TASKS TO CARRY OUT:
1: From the settlement agreement excerpt, copy out word for word the part that opens with the words containing "Second, neither the" and closes with "or legal issues.".
2: For each statement below, say whether the settlement agreement excerpt agrees with it, answering yes or no and quoting the deciding words. (a) The settlement agreement and injunctions explicitly refer to the Florida Arbitration Code provision on provisional judicial remedies. (b) The consent injunctions contain an explicit carve-out for permanent injunctive relief. (c) Rare Breed is attempting to pursue full-blown litigation.

DOCUMENT EXTRACT:

A more plausible carve-out might be injunctive relief—perhaps preliminary, perhaps both preliminary and permanent. But this, too, does not withstand analysis. First, neither the settlement agreement nor the consent injunctions have any
hint of a carve-out limited to preliminary injunctive relief. The Florida Arbitration Code provides for provisional judicial remedies before an arbitrator is appointed and authorized to act, but the settlement agreement and injunctions do not explicitly refer to that provision.19 Prompt appointment of an arbitrator would
render this less important, and in any event, a carve-out limited to preliminary injunctive relief would not allow Rare Breed to proceed with the full-blown litigation it is attempting to pursue.
Second, neither the settlement agreement nor the consent injunctions have an explicit carve-out for permanent injunctive relief, and any such carve-out would render the arbitration clause almost meaningless. With compensation completed before the documents were fully executed—or in any event likely to be completely
promptly—injunctive relief was almost certain to be the primary issue in any arbitration or litigation. And even if there were also other issues—liquidated damages, for example—the factual and legal issues in any dispute would likely be
19 See Fla. Stat. § 682.031(1). identical, or nearly so. It would make little sense to have separate arbitral and court proceedings to address identical factual or legal issues.

(Point annotation dataset rows)
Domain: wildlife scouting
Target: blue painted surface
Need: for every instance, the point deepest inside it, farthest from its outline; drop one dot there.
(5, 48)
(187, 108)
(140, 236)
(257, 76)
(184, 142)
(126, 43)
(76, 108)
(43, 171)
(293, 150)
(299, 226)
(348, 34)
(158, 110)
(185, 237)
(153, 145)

* * *

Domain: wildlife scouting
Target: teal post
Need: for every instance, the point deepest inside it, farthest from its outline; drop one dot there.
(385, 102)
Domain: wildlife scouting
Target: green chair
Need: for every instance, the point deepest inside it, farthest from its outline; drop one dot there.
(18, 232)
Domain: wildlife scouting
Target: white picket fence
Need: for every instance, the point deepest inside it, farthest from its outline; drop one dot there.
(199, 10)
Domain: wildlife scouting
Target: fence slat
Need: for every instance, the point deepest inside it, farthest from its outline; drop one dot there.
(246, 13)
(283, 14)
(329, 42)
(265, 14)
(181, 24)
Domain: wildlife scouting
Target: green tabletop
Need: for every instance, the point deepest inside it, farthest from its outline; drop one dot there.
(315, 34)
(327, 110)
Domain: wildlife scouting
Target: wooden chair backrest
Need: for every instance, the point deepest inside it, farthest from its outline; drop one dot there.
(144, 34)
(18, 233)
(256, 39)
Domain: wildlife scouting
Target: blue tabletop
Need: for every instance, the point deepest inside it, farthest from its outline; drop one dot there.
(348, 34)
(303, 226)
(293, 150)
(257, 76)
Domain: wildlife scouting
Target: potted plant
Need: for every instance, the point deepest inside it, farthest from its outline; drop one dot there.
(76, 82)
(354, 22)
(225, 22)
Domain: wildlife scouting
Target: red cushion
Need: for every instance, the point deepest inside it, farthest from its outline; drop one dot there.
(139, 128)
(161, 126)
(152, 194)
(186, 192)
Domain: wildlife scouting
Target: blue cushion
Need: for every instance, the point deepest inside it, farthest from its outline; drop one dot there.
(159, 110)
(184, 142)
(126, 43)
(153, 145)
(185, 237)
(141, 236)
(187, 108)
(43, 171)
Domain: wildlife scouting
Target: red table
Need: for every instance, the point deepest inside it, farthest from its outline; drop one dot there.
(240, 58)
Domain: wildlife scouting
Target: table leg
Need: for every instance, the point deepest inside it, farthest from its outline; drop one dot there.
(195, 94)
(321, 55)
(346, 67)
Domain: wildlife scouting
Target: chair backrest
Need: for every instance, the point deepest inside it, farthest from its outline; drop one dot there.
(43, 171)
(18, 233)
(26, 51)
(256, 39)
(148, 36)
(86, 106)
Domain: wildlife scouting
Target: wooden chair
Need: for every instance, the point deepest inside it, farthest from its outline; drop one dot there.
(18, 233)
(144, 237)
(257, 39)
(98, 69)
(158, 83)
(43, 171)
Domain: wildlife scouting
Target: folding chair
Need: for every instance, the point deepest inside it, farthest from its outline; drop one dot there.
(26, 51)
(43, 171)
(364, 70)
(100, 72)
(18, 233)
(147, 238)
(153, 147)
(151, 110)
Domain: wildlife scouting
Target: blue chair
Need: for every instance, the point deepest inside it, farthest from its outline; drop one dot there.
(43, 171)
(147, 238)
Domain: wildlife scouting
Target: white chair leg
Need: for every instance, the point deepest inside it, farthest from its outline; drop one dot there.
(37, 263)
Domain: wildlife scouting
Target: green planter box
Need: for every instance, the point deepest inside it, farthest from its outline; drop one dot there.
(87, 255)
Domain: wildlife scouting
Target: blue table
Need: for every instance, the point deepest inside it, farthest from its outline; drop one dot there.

WRITTEN ANSWERS:
1:
Second, neither the settlement agreement nor the consent injunctions have an explicit carve-out for permanent injunctive relief, and any such carve-out would render the arbitration clause almost meaningless. With compensation completed before the documents were fully executed—or in any event likely to be completely
promptly—injunctive relief was almost certain to be the primary issue in any arbitration or litigation. And even if there were also other issues—liquidated damages, for example—the factual and legal issues in any dispute would likely be
19 See Fla. Stat. § 682.031(1). identical, or nearly so. It would make little sense to have separate arbitral and court proceedings to address identical factual or legal issues.

2:
(a) No: "the settlement agreement and injunctions do not explicitly refer to that provision."
(b) No: "neither the settlement agreement nor the consent injunctions have an explicit carve-out for permanent injunctive relief"
(c) Yes: "the full-blown litigation it is attempting to pursue."